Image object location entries
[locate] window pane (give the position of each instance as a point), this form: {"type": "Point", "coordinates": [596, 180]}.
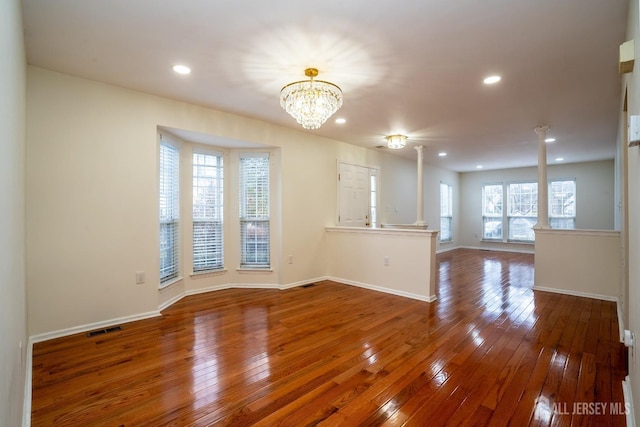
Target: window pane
{"type": "Point", "coordinates": [492, 202]}
{"type": "Point", "coordinates": [562, 204]}
{"type": "Point", "coordinates": [521, 228]}
{"type": "Point", "coordinates": [254, 237]}
{"type": "Point", "coordinates": [563, 223]}
{"type": "Point", "coordinates": [492, 228]}
{"type": "Point", "coordinates": [169, 210]}
{"type": "Point", "coordinates": [523, 199]}
{"type": "Point", "coordinates": [254, 211]}
{"type": "Point", "coordinates": [445, 229]}
{"type": "Point", "coordinates": [446, 212]}
{"type": "Point", "coordinates": [208, 207]}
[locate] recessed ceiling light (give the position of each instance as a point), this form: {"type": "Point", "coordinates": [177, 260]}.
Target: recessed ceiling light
{"type": "Point", "coordinates": [181, 69]}
{"type": "Point", "coordinates": [492, 80]}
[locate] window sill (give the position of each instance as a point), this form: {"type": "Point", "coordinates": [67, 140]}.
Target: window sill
{"type": "Point", "coordinates": [249, 270]}
{"type": "Point", "coordinates": [170, 283]}
{"type": "Point", "coordinates": [207, 273]}
{"type": "Point", "coordinates": [509, 242]}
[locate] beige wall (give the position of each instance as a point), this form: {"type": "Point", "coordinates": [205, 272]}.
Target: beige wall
{"type": "Point", "coordinates": [401, 262]}
{"type": "Point", "coordinates": [92, 154]}
{"type": "Point", "coordinates": [631, 83]}
{"type": "Point", "coordinates": [578, 262]}
{"type": "Point", "coordinates": [13, 325]}
{"type": "Point", "coordinates": [594, 198]}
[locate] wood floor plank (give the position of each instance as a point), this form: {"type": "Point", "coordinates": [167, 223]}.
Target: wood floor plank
{"type": "Point", "coordinates": [489, 351]}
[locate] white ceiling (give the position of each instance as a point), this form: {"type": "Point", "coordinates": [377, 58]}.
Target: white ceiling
{"type": "Point", "coordinates": [404, 66]}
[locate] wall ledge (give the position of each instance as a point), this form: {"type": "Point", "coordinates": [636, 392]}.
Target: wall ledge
{"type": "Point", "coordinates": [553, 231]}
{"type": "Point", "coordinates": [575, 293]}
{"type": "Point", "coordinates": [387, 231]}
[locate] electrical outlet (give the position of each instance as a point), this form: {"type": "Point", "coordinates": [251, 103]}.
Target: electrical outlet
{"type": "Point", "coordinates": [139, 277]}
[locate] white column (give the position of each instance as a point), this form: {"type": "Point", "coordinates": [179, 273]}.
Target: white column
{"type": "Point", "coordinates": [420, 213]}
{"type": "Point", "coordinates": [543, 198]}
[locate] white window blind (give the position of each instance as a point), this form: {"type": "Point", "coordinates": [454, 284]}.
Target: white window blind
{"type": "Point", "coordinates": [492, 211]}
{"type": "Point", "coordinates": [446, 212]}
{"type": "Point", "coordinates": [169, 211]}
{"type": "Point", "coordinates": [208, 204]}
{"type": "Point", "coordinates": [562, 204]}
{"type": "Point", "coordinates": [254, 211]}
{"type": "Point", "coordinates": [373, 183]}
{"type": "Point", "coordinates": [522, 211]}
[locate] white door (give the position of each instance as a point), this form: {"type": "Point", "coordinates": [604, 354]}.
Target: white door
{"type": "Point", "coordinates": [353, 183]}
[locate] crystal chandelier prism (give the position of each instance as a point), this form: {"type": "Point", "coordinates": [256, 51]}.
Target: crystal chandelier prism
{"type": "Point", "coordinates": [311, 102]}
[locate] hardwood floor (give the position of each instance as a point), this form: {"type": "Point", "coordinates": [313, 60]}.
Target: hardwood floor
{"type": "Point", "coordinates": [489, 351]}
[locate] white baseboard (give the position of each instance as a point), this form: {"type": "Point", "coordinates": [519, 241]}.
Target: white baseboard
{"type": "Point", "coordinates": [376, 288]}
{"type": "Point", "coordinates": [501, 249]}
{"type": "Point", "coordinates": [575, 293]}
{"type": "Point", "coordinates": [628, 402]}
{"type": "Point", "coordinates": [442, 250]}
{"type": "Point", "coordinates": [621, 324]}
{"type": "Point", "coordinates": [28, 378]}
{"type": "Point", "coordinates": [91, 326]}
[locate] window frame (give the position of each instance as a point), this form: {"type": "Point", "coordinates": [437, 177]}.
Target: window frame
{"type": "Point", "coordinates": [169, 212]}
{"type": "Point", "coordinates": [532, 219]}
{"type": "Point", "coordinates": [211, 258]}
{"type": "Point", "coordinates": [491, 217]}
{"type": "Point", "coordinates": [260, 221]}
{"type": "Point", "coordinates": [446, 212]}
{"type": "Point", "coordinates": [553, 217]}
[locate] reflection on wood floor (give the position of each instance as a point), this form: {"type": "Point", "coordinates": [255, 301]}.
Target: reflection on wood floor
{"type": "Point", "coordinates": [489, 351]}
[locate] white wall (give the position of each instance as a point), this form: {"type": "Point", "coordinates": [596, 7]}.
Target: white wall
{"type": "Point", "coordinates": [631, 82]}
{"type": "Point", "coordinates": [12, 245]}
{"type": "Point", "coordinates": [594, 198]}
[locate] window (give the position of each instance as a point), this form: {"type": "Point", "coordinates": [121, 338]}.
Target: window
{"type": "Point", "coordinates": [373, 204]}
{"type": "Point", "coordinates": [169, 210]}
{"type": "Point", "coordinates": [446, 212]}
{"type": "Point", "coordinates": [254, 211]}
{"type": "Point", "coordinates": [562, 204]}
{"type": "Point", "coordinates": [522, 211]}
{"type": "Point", "coordinates": [208, 196]}
{"type": "Point", "coordinates": [492, 212]}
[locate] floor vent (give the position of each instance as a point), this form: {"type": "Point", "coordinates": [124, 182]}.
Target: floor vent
{"type": "Point", "coordinates": [103, 331]}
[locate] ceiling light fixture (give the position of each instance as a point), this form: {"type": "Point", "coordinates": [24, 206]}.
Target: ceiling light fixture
{"type": "Point", "coordinates": [311, 102]}
{"type": "Point", "coordinates": [492, 80]}
{"type": "Point", "coordinates": [181, 69]}
{"type": "Point", "coordinates": [396, 142]}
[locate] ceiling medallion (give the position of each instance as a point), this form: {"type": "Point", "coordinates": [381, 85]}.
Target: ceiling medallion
{"type": "Point", "coordinates": [311, 102]}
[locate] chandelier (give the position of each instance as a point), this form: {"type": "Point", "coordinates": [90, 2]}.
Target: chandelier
{"type": "Point", "coordinates": [311, 102]}
{"type": "Point", "coordinates": [396, 142]}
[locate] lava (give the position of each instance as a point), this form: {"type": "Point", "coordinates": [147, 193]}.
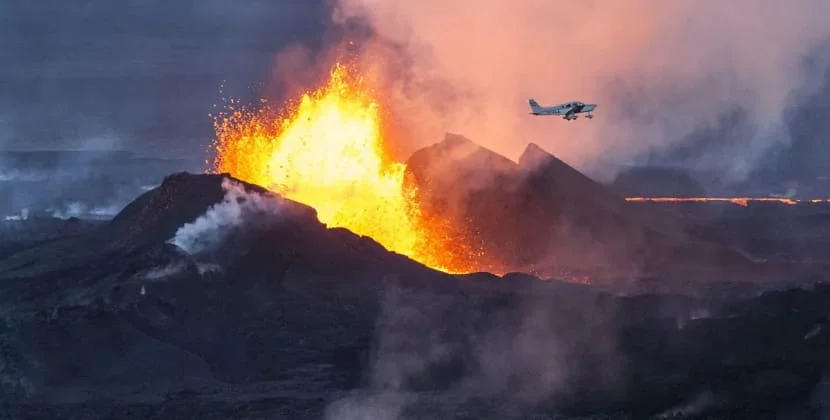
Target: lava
{"type": "Point", "coordinates": [328, 151]}
{"type": "Point", "coordinates": [741, 201]}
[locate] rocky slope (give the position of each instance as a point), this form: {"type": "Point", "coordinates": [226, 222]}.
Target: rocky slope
{"type": "Point", "coordinates": [214, 299]}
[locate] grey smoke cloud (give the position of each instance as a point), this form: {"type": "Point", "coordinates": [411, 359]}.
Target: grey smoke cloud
{"type": "Point", "coordinates": [660, 72]}
{"type": "Point", "coordinates": [220, 220]}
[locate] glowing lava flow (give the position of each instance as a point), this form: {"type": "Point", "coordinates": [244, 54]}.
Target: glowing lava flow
{"type": "Point", "coordinates": [741, 201]}
{"type": "Point", "coordinates": [328, 152]}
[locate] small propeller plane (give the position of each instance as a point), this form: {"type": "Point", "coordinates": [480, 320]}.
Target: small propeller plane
{"type": "Point", "coordinates": [568, 110]}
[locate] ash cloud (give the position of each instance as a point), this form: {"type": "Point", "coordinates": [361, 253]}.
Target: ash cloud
{"type": "Point", "coordinates": [238, 207]}
{"type": "Point", "coordinates": [662, 74]}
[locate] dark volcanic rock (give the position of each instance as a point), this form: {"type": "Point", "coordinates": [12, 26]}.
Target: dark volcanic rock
{"type": "Point", "coordinates": [657, 182]}
{"type": "Point", "coordinates": [283, 315]}
{"type": "Point", "coordinates": [543, 216]}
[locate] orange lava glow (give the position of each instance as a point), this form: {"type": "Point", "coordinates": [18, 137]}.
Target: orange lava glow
{"type": "Point", "coordinates": [741, 201]}
{"type": "Point", "coordinates": [327, 151]}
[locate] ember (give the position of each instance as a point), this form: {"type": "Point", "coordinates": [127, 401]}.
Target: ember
{"type": "Point", "coordinates": [328, 152]}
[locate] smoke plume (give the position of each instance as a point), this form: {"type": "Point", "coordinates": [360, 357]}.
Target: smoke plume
{"type": "Point", "coordinates": [661, 73]}
{"type": "Point", "coordinates": [221, 219]}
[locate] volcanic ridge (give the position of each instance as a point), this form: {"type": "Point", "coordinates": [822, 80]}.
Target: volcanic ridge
{"type": "Point", "coordinates": [209, 295]}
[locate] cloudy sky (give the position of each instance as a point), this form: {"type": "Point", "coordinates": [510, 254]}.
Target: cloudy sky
{"type": "Point", "coordinates": [143, 75]}
{"type": "Point", "coordinates": [140, 75]}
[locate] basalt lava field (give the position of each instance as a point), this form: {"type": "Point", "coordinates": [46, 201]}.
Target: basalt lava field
{"type": "Point", "coordinates": [322, 279]}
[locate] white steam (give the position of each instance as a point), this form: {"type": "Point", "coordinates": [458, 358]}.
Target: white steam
{"type": "Point", "coordinates": [208, 231]}
{"type": "Point", "coordinates": [660, 72]}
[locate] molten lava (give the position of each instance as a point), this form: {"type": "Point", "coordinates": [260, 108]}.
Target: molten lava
{"type": "Point", "coordinates": [741, 201]}
{"type": "Point", "coordinates": [327, 151]}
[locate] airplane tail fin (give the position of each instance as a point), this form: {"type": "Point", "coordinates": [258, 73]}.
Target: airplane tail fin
{"type": "Point", "coordinates": [534, 106]}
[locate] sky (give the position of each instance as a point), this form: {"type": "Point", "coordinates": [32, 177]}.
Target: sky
{"type": "Point", "coordinates": [138, 75]}
{"type": "Point", "coordinates": [727, 84]}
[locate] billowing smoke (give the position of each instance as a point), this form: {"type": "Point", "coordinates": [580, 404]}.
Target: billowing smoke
{"type": "Point", "coordinates": [662, 73]}
{"type": "Point", "coordinates": [221, 219]}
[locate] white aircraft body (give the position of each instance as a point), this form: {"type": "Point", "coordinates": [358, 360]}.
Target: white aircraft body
{"type": "Point", "coordinates": [568, 110]}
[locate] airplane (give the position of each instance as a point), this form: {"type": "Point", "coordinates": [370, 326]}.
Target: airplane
{"type": "Point", "coordinates": [568, 110]}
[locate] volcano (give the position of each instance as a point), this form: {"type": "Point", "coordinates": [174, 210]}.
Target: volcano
{"type": "Point", "coordinates": [541, 215]}
{"type": "Point", "coordinates": [209, 296]}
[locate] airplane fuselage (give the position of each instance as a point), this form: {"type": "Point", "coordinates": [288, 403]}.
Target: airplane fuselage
{"type": "Point", "coordinates": [568, 110]}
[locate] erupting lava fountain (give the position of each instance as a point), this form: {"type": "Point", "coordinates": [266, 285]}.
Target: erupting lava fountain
{"type": "Point", "coordinates": [328, 152]}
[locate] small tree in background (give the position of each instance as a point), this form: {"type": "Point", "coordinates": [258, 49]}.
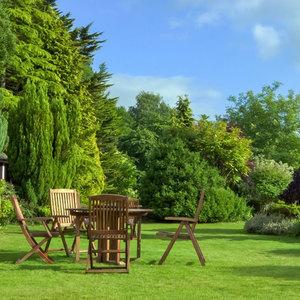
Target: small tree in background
{"type": "Point", "coordinates": [183, 112]}
{"type": "Point", "coordinates": [267, 181]}
{"type": "Point", "coordinates": [223, 147]}
{"type": "Point", "coordinates": [3, 132]}
{"type": "Point", "coordinates": [174, 178]}
{"type": "Point", "coordinates": [271, 121]}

Your task: Arrange the records from the line containing "[locate] small tree" through the final line as a JSON list of strings, one string per line, skipping blank lines. Omit the pictures from the list.

Exercise output:
[
  "[locate] small tree in background (give the position of each instance as a point), this form: {\"type\": \"Point\", \"coordinates\": [258, 49]}.",
  "Target: small tree in background",
  "{\"type\": \"Point\", \"coordinates\": [183, 112]}",
  "{\"type\": \"Point\", \"coordinates\": [267, 181]}",
  "{\"type\": \"Point\", \"coordinates\": [223, 147]}",
  "{\"type\": \"Point\", \"coordinates\": [3, 132]}",
  "{\"type\": \"Point\", \"coordinates\": [174, 178]}",
  "{\"type\": \"Point\", \"coordinates\": [271, 121]}"
]